Copy word for word the lines of the records from the one containing "Q: Mark a point on every instance of the slender" through the end of the records, both ends included.
— Begin Supplied material —
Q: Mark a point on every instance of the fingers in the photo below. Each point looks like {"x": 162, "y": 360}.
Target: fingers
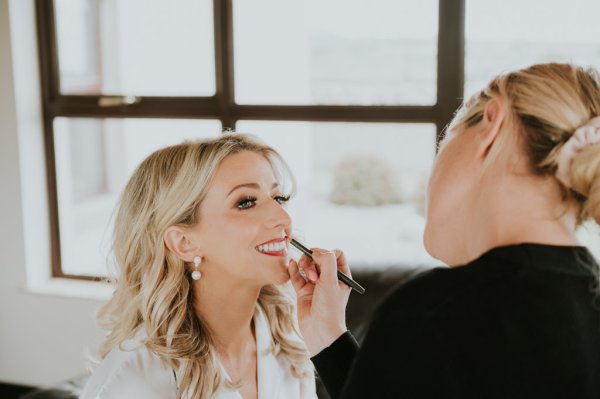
{"x": 327, "y": 262}
{"x": 342, "y": 263}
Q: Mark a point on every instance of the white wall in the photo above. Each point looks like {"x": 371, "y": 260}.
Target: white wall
{"x": 43, "y": 337}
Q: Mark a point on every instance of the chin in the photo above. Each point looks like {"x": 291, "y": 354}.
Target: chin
{"x": 281, "y": 279}
{"x": 430, "y": 244}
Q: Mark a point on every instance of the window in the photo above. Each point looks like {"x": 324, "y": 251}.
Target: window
{"x": 338, "y": 87}
{"x": 122, "y": 78}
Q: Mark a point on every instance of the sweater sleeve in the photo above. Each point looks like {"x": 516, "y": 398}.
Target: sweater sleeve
{"x": 333, "y": 363}
{"x": 402, "y": 356}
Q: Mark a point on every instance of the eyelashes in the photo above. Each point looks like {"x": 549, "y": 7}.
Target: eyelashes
{"x": 249, "y": 201}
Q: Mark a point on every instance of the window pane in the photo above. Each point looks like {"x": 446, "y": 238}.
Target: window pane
{"x": 94, "y": 160}
{"x": 342, "y": 52}
{"x": 360, "y": 186}
{"x": 538, "y": 33}
{"x": 136, "y": 47}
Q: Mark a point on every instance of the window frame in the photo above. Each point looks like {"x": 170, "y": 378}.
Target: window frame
{"x": 222, "y": 106}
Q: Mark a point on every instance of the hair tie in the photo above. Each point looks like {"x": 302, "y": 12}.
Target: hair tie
{"x": 585, "y": 136}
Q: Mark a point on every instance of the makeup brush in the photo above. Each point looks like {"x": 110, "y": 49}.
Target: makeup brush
{"x": 341, "y": 276}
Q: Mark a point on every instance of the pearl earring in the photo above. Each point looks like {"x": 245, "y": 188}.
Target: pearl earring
{"x": 196, "y": 273}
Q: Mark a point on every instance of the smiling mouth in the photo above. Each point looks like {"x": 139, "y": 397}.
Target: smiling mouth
{"x": 273, "y": 248}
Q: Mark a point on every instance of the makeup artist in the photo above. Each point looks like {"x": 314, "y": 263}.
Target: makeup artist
{"x": 517, "y": 313}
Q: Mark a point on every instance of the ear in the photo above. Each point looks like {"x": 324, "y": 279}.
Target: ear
{"x": 178, "y": 241}
{"x": 493, "y": 116}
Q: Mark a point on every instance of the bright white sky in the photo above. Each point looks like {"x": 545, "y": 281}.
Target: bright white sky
{"x": 499, "y": 20}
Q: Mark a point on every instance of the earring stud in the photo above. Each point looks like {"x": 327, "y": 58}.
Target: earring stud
{"x": 196, "y": 273}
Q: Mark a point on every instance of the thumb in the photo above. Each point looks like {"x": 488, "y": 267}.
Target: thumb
{"x": 326, "y": 260}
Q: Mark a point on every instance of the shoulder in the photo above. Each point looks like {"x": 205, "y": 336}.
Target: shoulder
{"x": 131, "y": 371}
{"x": 443, "y": 289}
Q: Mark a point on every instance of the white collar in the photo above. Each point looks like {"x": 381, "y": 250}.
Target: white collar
{"x": 271, "y": 371}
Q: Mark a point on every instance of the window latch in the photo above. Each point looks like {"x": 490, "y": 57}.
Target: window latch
{"x": 118, "y": 101}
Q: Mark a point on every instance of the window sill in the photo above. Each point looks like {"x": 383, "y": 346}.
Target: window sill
{"x": 69, "y": 288}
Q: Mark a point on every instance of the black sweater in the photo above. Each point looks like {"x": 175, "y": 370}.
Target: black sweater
{"x": 521, "y": 321}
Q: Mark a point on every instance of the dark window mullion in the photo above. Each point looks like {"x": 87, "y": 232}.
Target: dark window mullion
{"x": 224, "y": 68}
{"x": 451, "y": 55}
{"x": 407, "y": 114}
{"x": 148, "y": 107}
{"x": 49, "y": 81}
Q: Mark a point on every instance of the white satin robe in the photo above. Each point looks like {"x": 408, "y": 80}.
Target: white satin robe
{"x": 140, "y": 374}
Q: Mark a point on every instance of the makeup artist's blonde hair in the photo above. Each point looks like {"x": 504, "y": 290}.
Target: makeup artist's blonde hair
{"x": 545, "y": 104}
{"x": 153, "y": 290}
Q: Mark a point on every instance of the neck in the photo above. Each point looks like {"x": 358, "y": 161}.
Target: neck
{"x": 515, "y": 209}
{"x": 227, "y": 308}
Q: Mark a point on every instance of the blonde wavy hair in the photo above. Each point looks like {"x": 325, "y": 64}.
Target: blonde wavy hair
{"x": 153, "y": 289}
{"x": 545, "y": 104}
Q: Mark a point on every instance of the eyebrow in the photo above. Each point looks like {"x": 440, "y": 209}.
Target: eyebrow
{"x": 250, "y": 185}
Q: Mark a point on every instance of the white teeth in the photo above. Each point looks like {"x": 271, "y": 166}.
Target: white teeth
{"x": 272, "y": 247}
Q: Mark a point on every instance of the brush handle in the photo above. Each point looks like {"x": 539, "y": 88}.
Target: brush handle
{"x": 341, "y": 276}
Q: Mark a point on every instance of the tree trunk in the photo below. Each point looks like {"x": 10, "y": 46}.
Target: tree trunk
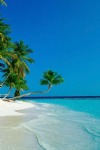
{"x": 37, "y": 92}
{"x": 4, "y": 98}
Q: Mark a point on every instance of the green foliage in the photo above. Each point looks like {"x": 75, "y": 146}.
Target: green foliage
{"x": 51, "y": 78}
{"x": 3, "y": 2}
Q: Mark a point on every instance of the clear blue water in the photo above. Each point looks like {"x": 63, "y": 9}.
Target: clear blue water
{"x": 66, "y": 124}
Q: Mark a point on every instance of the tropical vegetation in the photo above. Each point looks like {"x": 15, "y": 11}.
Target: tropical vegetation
{"x": 14, "y": 60}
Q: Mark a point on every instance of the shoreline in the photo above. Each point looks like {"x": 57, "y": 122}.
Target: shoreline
{"x": 12, "y": 134}
{"x": 12, "y": 108}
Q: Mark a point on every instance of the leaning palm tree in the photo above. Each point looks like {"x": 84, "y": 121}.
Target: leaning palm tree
{"x": 50, "y": 78}
{"x": 5, "y": 42}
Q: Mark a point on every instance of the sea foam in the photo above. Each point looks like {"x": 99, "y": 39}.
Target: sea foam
{"x": 60, "y": 128}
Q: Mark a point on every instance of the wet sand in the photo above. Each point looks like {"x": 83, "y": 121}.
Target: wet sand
{"x": 15, "y": 137}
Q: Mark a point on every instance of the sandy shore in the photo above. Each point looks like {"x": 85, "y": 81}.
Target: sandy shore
{"x": 12, "y": 135}
{"x": 11, "y": 108}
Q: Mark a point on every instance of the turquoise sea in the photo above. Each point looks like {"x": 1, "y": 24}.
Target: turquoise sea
{"x": 66, "y": 124}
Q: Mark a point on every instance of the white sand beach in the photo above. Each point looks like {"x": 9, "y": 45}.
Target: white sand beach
{"x": 12, "y": 135}
{"x": 10, "y": 108}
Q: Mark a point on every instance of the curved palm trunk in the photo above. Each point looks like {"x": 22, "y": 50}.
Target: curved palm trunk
{"x": 4, "y": 98}
{"x": 37, "y": 92}
{"x": 4, "y": 81}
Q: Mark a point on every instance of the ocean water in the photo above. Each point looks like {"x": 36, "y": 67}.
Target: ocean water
{"x": 66, "y": 124}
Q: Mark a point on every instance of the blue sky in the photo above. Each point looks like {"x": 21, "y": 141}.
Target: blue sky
{"x": 65, "y": 37}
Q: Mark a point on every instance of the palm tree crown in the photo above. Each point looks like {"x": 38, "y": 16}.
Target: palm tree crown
{"x": 51, "y": 78}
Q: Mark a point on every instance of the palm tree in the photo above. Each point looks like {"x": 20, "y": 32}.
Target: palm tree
{"x": 50, "y": 78}
{"x": 3, "y": 2}
{"x": 20, "y": 84}
{"x": 19, "y": 64}
{"x": 10, "y": 82}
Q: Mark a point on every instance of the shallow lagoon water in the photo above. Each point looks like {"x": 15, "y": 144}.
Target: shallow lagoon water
{"x": 66, "y": 124}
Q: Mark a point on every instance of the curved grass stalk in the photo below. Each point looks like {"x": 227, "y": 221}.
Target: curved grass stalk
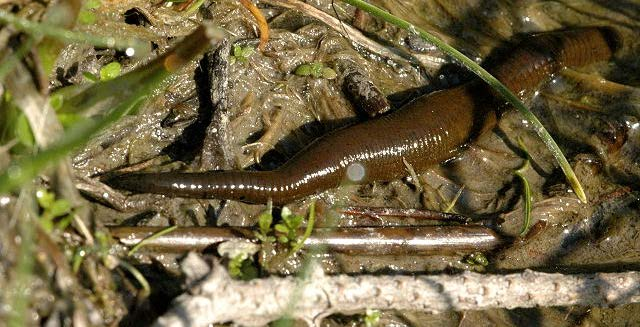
{"x": 56, "y": 32}
{"x": 489, "y": 79}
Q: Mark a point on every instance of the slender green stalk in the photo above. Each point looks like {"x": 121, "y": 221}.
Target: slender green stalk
{"x": 527, "y": 198}
{"x": 146, "y": 288}
{"x": 151, "y": 237}
{"x": 38, "y": 29}
{"x": 526, "y": 188}
{"x": 307, "y": 232}
{"x": 492, "y": 81}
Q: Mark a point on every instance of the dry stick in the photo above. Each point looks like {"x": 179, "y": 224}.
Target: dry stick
— End Supplied material —
Problem solution
Q: Mark a point on every instance of the slender green stalk in the photo above. Each point looks like {"x": 121, "y": 221}.
Target: slender green stalk
{"x": 527, "y": 198}
{"x": 146, "y": 288}
{"x": 151, "y": 237}
{"x": 38, "y": 29}
{"x": 526, "y": 188}
{"x": 307, "y": 232}
{"x": 492, "y": 81}
Q: Mark a point on every instance of the dry stick in the photo above. Each point looks like {"x": 179, "y": 224}.
Target: dry stick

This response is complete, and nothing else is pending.